**Data extract**
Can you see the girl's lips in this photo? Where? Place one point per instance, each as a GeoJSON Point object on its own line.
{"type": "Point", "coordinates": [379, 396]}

---

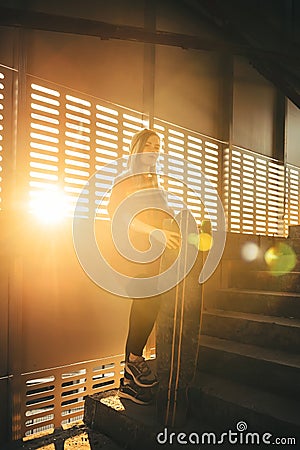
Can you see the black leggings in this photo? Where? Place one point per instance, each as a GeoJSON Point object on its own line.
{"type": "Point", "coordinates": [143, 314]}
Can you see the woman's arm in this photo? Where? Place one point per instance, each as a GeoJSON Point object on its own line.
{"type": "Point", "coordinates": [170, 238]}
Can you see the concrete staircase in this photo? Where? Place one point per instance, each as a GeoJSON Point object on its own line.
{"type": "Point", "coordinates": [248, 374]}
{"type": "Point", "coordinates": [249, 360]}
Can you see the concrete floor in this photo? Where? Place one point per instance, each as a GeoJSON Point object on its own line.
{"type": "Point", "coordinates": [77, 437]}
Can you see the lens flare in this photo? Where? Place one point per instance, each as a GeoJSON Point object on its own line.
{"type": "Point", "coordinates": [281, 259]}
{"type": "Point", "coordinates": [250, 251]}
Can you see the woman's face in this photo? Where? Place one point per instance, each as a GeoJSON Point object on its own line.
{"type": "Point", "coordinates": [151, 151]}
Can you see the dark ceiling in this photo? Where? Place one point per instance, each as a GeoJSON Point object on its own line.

---

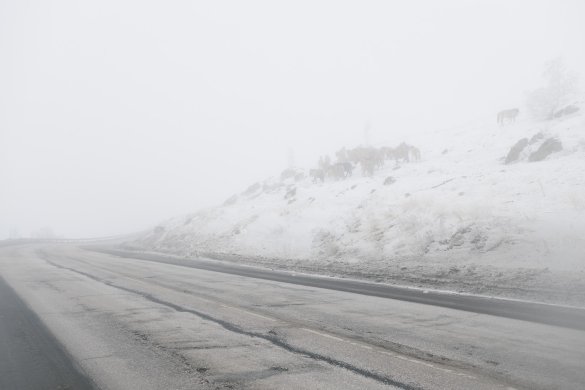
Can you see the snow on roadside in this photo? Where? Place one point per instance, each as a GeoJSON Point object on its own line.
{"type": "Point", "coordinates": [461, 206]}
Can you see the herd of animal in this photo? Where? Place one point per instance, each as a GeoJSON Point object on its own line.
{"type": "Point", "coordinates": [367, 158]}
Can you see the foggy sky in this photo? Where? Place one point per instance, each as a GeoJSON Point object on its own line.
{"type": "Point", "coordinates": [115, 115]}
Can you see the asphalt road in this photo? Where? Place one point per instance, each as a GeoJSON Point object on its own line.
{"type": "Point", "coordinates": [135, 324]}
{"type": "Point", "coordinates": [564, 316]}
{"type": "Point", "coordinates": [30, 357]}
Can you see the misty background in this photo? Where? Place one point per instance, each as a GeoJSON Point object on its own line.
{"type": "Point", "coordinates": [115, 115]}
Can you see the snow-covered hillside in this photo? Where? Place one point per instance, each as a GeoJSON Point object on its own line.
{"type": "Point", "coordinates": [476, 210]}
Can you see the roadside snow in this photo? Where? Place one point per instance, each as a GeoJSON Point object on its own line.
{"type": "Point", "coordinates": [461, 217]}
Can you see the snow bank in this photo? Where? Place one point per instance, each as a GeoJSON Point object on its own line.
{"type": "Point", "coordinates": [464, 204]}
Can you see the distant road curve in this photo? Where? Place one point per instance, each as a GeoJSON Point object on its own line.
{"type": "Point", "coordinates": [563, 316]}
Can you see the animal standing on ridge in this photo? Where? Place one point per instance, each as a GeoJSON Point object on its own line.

**Exercise requirements**
Could you scale the records starting at the line that contains "Can you see the roadside" and ending at the line that contains "Can you see the animal", both included? Write those lines out again with the requests unchanged, multiplying every point coordinate in the answers by 1.8 and rounding to whole numbers, halves up. Give only those lines.

**Exercise output**
Can you see the roadside snow in this photo? Where? Place one point per instance, each as a GeoJSON Point object on its own line.
{"type": "Point", "coordinates": [830, 391]}
Can you see the snow bank in this photo? Where? Place one point per instance, each as a GeoJSON Point object on its own line.
{"type": "Point", "coordinates": [835, 367]}
Can you see the distant road curve in this photo? Where? Place one point per instance, each as a GeoJSON Point object on its own line.
{"type": "Point", "coordinates": [1013, 569]}
Can you see the animal standing on ridge in this photo? Where? Place one point per instance, each as a GeoJSON Point object on its own line.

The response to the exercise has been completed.